# Exercise goal:
Write out the lines of the records below exactly, from the line containing "Where can the blurred person" through the line containing "pixel 442 262", including both of those lines and nothing else.

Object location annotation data
____________

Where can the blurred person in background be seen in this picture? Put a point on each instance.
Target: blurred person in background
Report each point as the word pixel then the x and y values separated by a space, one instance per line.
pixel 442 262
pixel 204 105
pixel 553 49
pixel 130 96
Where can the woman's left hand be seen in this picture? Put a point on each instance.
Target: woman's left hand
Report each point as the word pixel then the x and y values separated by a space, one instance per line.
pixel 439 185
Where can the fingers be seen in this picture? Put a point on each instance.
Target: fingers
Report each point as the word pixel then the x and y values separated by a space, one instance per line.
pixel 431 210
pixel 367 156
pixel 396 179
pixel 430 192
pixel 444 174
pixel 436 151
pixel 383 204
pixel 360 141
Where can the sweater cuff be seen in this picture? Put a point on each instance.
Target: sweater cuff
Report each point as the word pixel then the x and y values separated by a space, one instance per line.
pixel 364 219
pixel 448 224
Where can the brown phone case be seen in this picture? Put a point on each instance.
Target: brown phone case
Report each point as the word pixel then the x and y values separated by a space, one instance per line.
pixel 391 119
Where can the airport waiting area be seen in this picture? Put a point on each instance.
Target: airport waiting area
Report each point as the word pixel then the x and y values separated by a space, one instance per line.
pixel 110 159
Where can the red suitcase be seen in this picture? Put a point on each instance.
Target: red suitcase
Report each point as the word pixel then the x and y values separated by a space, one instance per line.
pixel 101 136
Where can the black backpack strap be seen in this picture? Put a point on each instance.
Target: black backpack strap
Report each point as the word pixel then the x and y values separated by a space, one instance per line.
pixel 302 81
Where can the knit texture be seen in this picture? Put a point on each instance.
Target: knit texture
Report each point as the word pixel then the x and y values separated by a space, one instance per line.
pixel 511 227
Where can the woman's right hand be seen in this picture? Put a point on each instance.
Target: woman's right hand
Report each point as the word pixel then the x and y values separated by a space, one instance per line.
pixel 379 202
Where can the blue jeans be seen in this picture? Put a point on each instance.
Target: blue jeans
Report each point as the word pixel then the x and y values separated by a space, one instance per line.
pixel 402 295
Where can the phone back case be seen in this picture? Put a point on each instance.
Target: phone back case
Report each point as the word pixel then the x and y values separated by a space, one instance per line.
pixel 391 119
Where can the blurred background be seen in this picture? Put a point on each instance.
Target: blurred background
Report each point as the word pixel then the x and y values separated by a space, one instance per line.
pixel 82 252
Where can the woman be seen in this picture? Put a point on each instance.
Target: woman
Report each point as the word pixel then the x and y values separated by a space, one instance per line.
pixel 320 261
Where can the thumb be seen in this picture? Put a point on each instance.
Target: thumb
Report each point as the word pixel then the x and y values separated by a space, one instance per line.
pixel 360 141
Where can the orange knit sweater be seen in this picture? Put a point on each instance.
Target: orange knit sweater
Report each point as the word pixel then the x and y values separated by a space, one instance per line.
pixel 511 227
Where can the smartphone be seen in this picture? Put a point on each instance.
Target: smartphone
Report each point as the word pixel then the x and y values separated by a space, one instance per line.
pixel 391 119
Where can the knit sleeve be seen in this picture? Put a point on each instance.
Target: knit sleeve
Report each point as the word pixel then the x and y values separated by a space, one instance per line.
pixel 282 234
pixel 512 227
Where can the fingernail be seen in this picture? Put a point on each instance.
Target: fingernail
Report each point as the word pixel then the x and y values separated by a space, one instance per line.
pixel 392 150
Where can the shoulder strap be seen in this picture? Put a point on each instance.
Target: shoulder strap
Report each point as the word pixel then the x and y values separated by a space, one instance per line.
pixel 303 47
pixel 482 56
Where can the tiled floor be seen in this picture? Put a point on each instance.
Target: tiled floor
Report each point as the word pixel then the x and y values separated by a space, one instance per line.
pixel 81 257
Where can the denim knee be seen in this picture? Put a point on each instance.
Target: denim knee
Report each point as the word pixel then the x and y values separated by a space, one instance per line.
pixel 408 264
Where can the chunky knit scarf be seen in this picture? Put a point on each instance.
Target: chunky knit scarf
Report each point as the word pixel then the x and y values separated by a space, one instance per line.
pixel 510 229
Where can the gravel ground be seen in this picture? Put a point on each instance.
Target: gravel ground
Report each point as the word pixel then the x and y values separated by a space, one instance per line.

____________

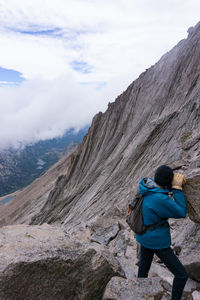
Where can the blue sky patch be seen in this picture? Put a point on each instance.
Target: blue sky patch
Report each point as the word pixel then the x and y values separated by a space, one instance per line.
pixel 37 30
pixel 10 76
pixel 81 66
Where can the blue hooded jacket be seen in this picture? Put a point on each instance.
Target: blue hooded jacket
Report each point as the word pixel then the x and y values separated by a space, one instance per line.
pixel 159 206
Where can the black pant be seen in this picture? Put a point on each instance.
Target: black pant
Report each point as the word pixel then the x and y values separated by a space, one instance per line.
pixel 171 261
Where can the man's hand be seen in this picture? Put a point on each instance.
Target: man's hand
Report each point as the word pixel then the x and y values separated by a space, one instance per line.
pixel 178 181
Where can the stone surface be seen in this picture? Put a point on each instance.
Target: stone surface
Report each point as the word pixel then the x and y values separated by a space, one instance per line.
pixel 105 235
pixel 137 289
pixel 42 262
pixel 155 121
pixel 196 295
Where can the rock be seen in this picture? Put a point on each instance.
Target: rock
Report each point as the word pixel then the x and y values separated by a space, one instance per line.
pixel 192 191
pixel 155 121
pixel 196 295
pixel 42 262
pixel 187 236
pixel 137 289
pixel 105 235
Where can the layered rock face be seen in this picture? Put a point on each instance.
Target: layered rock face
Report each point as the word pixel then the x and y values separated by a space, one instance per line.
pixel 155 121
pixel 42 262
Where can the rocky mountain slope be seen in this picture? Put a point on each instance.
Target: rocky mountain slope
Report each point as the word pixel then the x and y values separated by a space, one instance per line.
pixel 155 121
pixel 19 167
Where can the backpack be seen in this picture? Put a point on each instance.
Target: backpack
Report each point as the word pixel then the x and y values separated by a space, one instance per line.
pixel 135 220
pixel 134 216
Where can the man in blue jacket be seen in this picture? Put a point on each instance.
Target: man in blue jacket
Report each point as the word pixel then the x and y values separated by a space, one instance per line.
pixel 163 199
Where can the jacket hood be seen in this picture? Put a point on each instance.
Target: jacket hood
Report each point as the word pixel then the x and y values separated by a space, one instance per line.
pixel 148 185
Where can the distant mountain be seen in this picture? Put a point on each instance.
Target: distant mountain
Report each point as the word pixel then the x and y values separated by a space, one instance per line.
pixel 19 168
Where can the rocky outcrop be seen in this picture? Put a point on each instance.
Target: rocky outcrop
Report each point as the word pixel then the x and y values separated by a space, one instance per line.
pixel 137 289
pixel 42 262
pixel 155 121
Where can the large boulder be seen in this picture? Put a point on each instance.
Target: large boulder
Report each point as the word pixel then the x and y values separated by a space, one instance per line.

____________

# Response to the exercise:
Where can the blurred person in background be seen in this picture? Put a point on each instance.
Target: blurred person in background
Report each point as the word pixel then the x and y values separated by a space, one instance per line.
pixel 442 262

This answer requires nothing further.